- Opening Delimiter -
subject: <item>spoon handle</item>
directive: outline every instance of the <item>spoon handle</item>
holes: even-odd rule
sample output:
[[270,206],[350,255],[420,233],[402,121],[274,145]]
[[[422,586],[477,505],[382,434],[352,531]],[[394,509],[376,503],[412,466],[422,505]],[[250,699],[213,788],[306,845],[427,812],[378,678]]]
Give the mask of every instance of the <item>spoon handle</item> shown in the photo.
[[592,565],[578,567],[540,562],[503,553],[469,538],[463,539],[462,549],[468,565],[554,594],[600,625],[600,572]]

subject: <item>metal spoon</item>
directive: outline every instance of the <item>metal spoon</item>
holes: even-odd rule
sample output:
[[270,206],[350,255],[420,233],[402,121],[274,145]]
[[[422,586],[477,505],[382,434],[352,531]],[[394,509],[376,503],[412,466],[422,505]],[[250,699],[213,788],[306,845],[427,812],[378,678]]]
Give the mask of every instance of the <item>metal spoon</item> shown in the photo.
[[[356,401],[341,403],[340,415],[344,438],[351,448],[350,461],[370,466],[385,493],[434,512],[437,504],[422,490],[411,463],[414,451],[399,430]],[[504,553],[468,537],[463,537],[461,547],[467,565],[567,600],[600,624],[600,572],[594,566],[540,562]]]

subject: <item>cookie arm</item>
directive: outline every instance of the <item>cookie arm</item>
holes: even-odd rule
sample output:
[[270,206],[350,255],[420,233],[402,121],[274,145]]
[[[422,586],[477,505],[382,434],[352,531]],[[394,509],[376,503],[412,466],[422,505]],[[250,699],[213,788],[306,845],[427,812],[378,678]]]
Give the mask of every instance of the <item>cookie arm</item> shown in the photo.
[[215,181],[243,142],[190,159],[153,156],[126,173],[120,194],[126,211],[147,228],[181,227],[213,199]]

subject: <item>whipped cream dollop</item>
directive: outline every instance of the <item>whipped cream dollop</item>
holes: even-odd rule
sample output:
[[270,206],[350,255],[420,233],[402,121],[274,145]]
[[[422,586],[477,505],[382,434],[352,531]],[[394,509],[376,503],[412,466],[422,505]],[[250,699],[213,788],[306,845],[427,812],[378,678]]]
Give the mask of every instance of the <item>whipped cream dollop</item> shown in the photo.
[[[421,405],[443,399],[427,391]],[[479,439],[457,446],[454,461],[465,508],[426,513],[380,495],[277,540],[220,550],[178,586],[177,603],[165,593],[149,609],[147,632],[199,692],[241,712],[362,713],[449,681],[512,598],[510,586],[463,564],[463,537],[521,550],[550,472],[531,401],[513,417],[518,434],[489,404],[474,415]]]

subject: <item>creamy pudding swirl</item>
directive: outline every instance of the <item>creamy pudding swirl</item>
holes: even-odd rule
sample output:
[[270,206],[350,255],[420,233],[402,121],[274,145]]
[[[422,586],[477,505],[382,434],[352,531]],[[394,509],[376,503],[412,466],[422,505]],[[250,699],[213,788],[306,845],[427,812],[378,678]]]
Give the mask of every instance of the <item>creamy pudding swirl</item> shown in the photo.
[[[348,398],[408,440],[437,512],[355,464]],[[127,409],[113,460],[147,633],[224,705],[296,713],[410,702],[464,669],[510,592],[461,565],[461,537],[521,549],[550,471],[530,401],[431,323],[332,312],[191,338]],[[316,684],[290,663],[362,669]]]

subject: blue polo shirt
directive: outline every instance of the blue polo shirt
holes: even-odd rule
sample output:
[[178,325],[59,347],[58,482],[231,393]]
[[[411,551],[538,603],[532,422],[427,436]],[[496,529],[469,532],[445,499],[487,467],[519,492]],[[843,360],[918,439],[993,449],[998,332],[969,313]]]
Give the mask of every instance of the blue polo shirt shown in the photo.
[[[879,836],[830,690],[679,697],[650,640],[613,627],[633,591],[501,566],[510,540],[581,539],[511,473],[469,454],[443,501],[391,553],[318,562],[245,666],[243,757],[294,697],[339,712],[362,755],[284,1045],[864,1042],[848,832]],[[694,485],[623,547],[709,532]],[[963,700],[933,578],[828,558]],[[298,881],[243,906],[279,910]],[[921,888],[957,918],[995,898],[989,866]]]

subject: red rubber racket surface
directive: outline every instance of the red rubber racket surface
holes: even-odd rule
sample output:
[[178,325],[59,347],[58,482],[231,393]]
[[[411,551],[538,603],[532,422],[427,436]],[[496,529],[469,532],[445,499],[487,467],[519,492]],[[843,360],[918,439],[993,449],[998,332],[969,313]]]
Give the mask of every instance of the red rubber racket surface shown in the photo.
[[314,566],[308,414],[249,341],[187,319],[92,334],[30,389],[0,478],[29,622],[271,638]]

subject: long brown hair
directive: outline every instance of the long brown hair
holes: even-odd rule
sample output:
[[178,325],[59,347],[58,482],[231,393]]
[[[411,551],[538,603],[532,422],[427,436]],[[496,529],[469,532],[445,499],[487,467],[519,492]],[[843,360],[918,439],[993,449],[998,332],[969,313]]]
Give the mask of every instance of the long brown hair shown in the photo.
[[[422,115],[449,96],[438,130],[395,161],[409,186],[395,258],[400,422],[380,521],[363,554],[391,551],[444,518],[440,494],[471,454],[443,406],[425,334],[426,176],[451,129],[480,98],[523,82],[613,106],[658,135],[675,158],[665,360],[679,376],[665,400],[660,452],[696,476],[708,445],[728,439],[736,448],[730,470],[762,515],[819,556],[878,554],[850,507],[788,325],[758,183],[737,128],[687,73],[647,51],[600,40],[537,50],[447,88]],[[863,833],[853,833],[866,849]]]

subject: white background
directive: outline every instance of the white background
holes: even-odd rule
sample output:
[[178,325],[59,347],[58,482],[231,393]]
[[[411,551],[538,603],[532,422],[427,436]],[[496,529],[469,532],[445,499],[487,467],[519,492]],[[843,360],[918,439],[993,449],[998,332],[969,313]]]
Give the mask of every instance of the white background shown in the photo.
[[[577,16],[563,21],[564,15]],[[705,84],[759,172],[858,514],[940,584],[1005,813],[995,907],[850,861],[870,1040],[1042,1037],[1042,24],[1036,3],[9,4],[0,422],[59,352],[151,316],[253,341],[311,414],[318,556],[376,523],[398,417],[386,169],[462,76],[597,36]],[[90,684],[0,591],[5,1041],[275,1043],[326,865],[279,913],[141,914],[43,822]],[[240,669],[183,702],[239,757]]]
- Closing Delimiter -
Your task
Each line above that contains "outline" counts once; report the resulting number and nothing else.

Task response
9